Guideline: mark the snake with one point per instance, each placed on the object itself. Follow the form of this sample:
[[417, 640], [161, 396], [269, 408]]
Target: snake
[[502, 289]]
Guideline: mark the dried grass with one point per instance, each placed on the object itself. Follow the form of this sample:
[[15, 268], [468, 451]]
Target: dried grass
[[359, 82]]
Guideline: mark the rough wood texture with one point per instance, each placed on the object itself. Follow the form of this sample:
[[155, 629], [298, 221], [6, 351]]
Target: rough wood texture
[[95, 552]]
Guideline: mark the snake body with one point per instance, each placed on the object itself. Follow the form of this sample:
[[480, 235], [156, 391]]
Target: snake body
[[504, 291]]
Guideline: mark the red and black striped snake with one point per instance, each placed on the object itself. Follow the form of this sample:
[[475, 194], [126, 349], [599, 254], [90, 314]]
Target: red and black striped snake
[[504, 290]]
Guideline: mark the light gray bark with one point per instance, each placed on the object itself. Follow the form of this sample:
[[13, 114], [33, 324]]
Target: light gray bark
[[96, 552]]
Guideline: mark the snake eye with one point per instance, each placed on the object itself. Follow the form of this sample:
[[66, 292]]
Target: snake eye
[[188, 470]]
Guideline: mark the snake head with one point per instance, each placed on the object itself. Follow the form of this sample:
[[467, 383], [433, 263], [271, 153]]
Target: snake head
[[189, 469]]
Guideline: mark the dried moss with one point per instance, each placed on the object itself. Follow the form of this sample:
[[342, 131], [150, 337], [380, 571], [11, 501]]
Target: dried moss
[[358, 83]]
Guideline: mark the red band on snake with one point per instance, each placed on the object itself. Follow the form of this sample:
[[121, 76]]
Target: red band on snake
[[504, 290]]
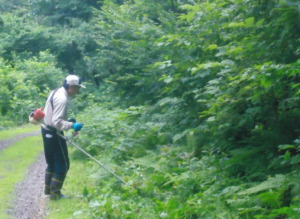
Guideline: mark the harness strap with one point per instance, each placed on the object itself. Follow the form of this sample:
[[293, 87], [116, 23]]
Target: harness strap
[[51, 101]]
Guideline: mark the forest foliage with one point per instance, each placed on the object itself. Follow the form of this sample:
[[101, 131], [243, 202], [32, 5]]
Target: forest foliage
[[194, 102]]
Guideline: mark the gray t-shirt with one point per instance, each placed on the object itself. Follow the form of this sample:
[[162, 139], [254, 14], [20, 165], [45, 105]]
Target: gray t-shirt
[[57, 118]]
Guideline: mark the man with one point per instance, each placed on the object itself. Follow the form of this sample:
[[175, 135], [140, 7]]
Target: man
[[55, 147]]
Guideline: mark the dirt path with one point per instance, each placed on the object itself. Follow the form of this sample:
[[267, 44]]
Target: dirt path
[[6, 143], [31, 201]]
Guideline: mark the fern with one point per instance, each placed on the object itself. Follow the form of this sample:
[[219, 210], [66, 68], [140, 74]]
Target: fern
[[272, 182]]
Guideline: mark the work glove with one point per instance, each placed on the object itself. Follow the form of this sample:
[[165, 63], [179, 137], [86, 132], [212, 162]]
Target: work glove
[[77, 126], [72, 120]]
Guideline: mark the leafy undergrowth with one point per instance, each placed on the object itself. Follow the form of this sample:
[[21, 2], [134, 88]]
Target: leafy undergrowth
[[14, 161], [167, 180], [10, 133]]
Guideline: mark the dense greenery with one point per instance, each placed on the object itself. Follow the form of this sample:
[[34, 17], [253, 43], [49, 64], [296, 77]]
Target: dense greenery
[[194, 102]]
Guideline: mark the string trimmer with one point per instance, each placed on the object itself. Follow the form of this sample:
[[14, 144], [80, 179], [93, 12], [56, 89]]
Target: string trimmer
[[36, 117]]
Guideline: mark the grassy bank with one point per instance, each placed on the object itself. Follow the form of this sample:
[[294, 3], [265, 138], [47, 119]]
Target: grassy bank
[[14, 161], [10, 133], [75, 185]]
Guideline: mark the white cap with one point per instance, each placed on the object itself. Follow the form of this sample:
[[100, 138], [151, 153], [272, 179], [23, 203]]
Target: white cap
[[74, 80]]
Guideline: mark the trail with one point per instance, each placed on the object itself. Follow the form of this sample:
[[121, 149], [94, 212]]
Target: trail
[[5, 143], [29, 201]]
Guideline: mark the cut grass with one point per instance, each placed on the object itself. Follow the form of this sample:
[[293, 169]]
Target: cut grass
[[14, 161], [76, 181], [10, 133]]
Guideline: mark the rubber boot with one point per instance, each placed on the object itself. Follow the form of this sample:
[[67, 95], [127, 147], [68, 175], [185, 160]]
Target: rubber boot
[[48, 177], [55, 188]]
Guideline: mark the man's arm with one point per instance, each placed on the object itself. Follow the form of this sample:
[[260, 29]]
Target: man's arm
[[58, 116]]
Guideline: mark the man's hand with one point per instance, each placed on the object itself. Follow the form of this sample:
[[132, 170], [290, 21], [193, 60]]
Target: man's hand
[[72, 120], [77, 126]]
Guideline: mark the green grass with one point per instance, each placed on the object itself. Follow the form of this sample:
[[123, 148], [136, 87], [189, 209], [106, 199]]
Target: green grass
[[10, 133], [14, 161], [75, 183]]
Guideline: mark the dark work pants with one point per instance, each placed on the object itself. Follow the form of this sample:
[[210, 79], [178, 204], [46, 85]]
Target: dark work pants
[[56, 154]]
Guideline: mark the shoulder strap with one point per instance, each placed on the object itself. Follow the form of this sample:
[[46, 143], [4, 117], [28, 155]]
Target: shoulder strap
[[51, 99]]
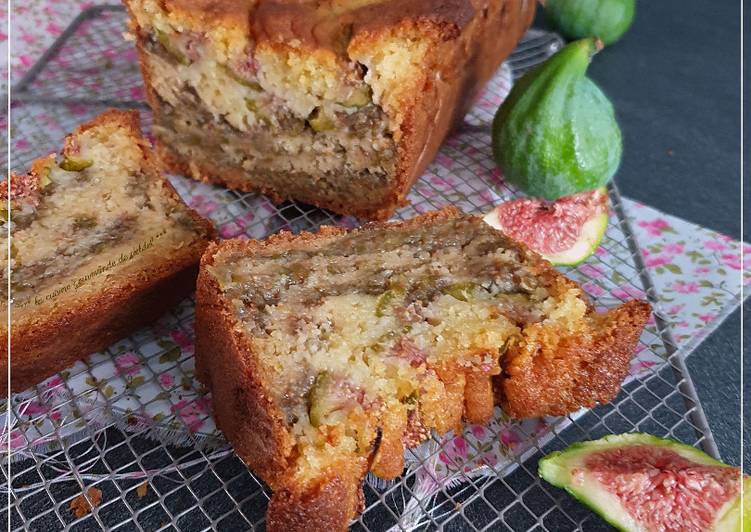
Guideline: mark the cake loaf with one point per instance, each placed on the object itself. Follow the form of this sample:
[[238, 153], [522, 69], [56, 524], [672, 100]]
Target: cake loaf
[[327, 354], [100, 245], [338, 103]]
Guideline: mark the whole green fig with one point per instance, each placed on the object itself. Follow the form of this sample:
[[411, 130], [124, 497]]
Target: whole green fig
[[606, 19], [556, 132]]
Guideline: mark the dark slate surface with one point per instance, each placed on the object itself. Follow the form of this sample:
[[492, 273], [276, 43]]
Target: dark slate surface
[[674, 80]]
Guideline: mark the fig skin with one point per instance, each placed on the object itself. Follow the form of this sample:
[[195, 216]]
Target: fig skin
[[556, 134]]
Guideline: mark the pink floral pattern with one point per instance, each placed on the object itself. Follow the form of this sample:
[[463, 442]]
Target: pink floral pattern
[[696, 273]]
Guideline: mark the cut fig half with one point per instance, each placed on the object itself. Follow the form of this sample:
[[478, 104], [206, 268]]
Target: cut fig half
[[642, 483], [565, 232]]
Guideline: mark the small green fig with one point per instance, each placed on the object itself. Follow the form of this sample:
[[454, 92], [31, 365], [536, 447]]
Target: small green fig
[[556, 133], [606, 19]]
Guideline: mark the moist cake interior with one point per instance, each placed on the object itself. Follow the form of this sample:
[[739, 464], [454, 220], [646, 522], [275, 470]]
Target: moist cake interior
[[83, 219], [373, 339]]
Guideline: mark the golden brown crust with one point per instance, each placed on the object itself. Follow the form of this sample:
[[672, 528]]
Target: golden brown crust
[[51, 341], [582, 372], [224, 359], [467, 41]]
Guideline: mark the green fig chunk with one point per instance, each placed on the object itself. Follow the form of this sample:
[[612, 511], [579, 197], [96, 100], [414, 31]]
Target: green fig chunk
[[556, 133], [360, 97], [328, 403], [639, 482], [387, 300], [171, 49], [577, 19], [75, 164], [319, 121], [254, 85], [461, 291]]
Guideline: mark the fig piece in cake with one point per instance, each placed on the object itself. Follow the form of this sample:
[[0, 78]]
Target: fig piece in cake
[[318, 377]]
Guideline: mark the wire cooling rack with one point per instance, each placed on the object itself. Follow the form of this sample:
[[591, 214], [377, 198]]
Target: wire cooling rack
[[154, 454]]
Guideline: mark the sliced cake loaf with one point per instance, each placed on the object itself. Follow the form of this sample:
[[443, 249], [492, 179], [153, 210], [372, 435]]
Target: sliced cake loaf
[[327, 354], [336, 103], [100, 244]]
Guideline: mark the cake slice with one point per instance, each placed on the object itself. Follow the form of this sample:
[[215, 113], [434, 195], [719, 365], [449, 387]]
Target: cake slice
[[101, 244], [335, 103], [327, 354]]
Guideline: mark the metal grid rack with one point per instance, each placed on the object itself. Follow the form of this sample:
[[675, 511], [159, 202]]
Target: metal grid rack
[[195, 482]]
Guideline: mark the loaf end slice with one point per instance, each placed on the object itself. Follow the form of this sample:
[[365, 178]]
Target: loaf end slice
[[335, 104], [101, 244], [327, 354]]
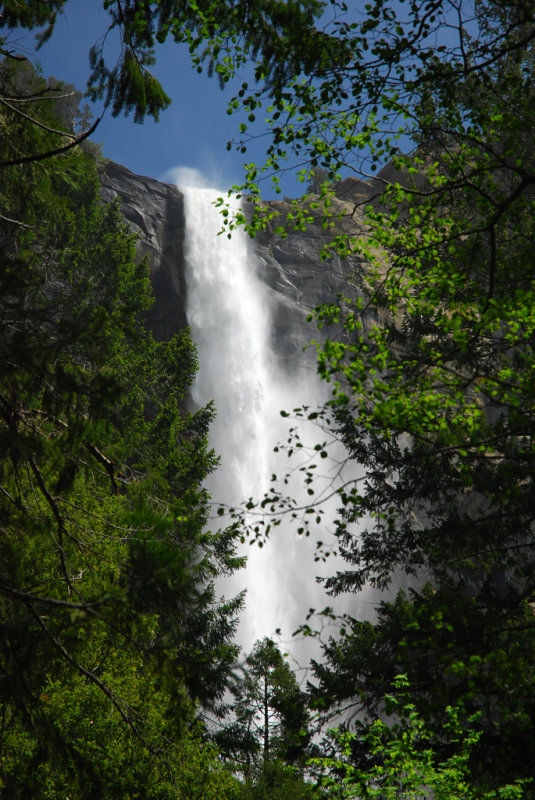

§ Task requirements
Reproduce the stretch of the records from their first line through the line containing "[[504, 291]]", including that line, with no changes.

§ The answer
Guideline: mark the snake with one point per instance, each placed on the object itself. Follow the form of this sample:
[[417, 640], [161, 396], [269, 408]]
Target: snake
[[502, 289]]
Guideline: mark the dried grass with one point per instance, each placed on the object itself. Follow the form of this sample:
[[15, 268], [468, 451]]
Target: dried grass
[[359, 82]]
Guideline: mark the rough wood texture with one point per instance, each placed on the object itself. Follow the form of this sample:
[[155, 629], [298, 221], [6, 351]]
Target: rough wood texture
[[95, 552]]
Guideline: mark the snake body with one point per instance, each placed on the object itself. Follow the form of this sample:
[[480, 235], [156, 391]]
Target: snake body
[[504, 291]]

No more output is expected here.